Description of the task:
Whenever a line of the listing contains "street", it counts; give the total number of such lines and nothing more.

--- --- ---

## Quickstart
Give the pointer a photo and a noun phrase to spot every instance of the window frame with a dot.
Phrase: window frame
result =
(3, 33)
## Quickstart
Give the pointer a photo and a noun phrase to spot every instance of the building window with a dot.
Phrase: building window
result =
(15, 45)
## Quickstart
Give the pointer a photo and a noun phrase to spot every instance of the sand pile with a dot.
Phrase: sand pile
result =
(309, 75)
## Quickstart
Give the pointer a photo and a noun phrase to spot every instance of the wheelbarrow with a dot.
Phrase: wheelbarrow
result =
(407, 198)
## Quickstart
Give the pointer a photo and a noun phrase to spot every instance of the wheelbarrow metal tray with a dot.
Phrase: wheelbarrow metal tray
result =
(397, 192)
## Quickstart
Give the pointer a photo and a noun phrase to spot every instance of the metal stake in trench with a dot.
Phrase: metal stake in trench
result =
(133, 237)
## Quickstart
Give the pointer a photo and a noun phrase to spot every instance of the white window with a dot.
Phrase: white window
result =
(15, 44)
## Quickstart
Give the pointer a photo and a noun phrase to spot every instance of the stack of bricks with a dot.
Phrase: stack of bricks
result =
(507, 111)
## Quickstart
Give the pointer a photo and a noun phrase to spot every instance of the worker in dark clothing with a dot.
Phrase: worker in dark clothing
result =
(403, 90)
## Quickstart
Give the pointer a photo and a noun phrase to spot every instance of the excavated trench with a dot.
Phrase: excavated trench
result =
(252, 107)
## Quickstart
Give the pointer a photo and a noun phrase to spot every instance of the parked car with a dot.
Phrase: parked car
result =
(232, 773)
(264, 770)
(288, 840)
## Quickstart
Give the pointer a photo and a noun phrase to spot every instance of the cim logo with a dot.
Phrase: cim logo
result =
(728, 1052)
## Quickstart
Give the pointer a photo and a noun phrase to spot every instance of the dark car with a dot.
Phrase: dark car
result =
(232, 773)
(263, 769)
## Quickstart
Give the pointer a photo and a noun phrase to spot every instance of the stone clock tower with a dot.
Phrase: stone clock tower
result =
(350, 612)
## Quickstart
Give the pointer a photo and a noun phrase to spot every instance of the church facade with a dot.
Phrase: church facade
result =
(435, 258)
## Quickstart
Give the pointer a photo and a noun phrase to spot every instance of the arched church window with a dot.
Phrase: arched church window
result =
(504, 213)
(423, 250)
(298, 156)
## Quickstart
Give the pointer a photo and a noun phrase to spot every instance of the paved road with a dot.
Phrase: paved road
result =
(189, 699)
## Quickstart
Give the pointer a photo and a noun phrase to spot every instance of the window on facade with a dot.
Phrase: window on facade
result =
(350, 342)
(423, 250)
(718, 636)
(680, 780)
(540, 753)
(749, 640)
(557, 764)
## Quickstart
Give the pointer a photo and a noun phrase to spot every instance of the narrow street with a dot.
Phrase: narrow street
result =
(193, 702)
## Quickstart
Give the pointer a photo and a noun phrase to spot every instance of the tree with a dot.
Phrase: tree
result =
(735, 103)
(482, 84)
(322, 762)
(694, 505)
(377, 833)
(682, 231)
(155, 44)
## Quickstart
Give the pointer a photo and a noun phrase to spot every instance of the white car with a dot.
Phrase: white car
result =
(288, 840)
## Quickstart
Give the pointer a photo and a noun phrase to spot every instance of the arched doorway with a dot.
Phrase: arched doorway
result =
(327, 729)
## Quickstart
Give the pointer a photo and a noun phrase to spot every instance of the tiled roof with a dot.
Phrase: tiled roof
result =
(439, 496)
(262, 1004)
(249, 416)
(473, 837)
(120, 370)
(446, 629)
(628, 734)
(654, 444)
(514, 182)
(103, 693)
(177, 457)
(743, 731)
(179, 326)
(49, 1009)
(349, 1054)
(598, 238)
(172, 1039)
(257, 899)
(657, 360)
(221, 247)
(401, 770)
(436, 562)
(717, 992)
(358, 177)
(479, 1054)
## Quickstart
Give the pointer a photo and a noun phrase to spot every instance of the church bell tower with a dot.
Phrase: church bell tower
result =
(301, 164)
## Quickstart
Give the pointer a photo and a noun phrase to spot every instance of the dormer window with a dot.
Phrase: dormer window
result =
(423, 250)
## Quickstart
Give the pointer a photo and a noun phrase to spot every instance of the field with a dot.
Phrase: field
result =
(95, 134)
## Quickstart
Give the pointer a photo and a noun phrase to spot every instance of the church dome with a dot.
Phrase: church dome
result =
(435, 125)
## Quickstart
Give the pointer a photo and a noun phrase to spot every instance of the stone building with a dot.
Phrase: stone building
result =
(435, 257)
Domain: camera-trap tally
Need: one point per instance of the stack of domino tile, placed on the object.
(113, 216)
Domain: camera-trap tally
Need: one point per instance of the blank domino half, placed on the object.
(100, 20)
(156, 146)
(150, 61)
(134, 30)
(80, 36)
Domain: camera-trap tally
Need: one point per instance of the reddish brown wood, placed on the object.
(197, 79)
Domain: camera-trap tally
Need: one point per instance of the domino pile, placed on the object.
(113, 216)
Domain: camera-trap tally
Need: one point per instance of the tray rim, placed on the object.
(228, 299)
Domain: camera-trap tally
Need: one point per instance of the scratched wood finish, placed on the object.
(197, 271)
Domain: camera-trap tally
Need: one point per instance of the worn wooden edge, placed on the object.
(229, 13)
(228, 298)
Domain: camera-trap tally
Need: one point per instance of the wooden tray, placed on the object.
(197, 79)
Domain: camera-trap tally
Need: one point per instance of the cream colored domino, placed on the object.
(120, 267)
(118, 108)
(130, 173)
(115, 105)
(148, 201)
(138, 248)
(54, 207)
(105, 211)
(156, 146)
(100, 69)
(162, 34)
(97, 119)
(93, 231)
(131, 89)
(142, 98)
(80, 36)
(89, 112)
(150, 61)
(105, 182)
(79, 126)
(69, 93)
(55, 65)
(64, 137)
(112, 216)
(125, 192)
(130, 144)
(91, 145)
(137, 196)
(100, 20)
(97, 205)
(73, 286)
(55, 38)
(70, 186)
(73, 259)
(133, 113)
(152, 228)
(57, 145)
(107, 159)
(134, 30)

--- --- ---

Task answer:
2